**What to produce:** Lay out the records below, from the line containing "My team needs the bounding box for the shoreline" down to the line containing "[4, 103, 334, 141]" (both included), as a two-column CSV with the headers text and answer. Give one row per record, each field in quotation marks with line breaks replaced by spaces.

===== Data lines =====

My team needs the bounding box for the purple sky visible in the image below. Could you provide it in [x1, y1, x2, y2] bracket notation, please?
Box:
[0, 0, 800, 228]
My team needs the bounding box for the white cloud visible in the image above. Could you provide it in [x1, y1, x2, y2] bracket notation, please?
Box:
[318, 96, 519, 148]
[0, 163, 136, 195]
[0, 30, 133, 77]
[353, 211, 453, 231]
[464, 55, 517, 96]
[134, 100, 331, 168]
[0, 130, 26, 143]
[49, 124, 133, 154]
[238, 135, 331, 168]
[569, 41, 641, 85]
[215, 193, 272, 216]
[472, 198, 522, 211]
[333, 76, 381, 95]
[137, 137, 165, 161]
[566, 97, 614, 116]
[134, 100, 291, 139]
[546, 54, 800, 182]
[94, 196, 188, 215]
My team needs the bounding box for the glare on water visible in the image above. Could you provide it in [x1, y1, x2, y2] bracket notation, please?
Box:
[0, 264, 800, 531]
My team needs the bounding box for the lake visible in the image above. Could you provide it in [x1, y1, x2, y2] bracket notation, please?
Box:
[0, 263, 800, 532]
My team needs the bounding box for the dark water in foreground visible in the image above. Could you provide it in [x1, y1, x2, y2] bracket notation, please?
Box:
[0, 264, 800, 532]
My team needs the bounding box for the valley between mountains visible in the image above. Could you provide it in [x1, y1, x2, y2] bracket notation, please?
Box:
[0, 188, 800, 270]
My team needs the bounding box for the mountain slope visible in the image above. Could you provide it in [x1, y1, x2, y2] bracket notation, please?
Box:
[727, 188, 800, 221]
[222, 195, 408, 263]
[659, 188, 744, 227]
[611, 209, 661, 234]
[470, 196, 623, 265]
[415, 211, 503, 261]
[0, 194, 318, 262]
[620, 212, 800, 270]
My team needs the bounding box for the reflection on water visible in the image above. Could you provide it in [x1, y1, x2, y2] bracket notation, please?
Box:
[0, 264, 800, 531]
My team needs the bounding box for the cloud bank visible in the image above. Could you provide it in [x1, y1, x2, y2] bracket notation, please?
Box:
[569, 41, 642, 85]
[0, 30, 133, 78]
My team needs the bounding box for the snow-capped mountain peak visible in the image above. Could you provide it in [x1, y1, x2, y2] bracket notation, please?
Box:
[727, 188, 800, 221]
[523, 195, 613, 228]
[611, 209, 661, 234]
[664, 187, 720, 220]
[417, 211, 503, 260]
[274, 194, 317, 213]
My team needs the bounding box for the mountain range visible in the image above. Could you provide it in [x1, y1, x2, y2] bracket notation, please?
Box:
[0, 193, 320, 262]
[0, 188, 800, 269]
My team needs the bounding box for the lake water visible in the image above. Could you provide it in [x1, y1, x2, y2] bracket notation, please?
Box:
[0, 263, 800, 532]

=====
===== Data lines =====

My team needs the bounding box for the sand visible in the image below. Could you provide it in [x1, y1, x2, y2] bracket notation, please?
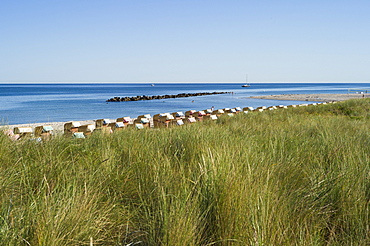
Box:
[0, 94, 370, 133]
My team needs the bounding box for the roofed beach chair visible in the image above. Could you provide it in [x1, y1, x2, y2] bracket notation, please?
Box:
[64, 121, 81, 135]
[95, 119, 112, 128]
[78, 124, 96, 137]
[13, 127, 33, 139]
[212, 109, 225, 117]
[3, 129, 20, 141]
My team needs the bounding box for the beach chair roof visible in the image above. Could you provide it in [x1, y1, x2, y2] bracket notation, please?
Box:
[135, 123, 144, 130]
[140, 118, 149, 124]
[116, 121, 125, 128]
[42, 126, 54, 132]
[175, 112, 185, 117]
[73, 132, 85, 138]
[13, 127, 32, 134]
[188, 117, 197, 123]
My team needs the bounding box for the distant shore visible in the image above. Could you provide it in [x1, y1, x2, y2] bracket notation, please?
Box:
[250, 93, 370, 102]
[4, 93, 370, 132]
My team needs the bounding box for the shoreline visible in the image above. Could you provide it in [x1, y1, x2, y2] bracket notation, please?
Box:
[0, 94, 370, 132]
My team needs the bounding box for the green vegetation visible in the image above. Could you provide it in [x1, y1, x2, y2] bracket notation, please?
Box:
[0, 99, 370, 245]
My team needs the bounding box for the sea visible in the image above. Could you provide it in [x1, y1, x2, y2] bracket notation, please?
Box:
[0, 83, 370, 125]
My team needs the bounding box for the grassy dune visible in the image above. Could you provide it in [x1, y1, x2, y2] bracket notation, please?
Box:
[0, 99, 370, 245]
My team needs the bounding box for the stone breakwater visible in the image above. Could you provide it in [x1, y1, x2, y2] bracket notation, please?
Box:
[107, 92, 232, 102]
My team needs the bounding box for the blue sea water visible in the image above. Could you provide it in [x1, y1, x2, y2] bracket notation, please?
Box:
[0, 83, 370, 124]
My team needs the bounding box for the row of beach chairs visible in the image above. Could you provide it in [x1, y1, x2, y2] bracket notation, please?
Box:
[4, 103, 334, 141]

=====
===== Data lines =====

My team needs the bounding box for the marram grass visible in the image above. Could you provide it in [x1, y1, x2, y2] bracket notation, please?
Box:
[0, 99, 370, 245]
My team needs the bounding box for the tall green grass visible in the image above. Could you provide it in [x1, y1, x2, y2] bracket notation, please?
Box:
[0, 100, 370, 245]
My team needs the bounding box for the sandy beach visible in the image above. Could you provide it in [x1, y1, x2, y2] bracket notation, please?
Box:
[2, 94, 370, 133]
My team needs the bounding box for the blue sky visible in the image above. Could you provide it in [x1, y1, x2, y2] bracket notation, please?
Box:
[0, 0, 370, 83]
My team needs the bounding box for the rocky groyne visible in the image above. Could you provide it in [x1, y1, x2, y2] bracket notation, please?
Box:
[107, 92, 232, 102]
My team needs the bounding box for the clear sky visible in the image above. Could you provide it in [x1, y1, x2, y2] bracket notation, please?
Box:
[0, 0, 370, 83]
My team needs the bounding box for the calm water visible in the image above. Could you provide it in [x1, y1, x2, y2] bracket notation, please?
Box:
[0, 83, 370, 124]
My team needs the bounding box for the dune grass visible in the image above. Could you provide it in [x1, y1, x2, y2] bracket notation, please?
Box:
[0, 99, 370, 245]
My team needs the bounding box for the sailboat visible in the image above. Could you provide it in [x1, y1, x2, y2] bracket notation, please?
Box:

=====

**Correct result:**
text,answer
"My team needs the bounding box for the shoreline visible in the image above. Could you provide it in [x1, y1, x2, y2] bracket notation, please? Box:","[0, 94, 370, 132]"
"My team needs the bounding box for the green vegetation visible in the image above. Could you provide it in [x1, y1, x2, y2] bracket notation, please? Box:","[0, 99, 370, 245]"
"My team needs the bounding box for the sea visible in the image above. Could you provide it in [x1, y1, x2, y2] bracket notation, please? Box:","[0, 83, 370, 125]"
"My team needs the bounding box for the grassy dune visible in the image above. Could you provide it in [x1, y1, x2, y2] bracket notation, please? Box:","[0, 99, 370, 245]"
"My team needs the bounding box for the stone breakwater visible in the image above. Could you provide it in [x1, y1, x2, y2] bracket notation, please? Box:","[107, 92, 232, 102]"
"My team needs the bounding box for the blue sea water visible in the image above. Could you provide it in [x1, y1, x2, y2] bracket notation, please? Box:","[0, 83, 370, 124]"
"My team needs the bounding box for the row of beach chairs visible in the image above. Could you provide it in [x1, y1, x2, y2] bracket notation, please? Box:","[4, 103, 334, 141]"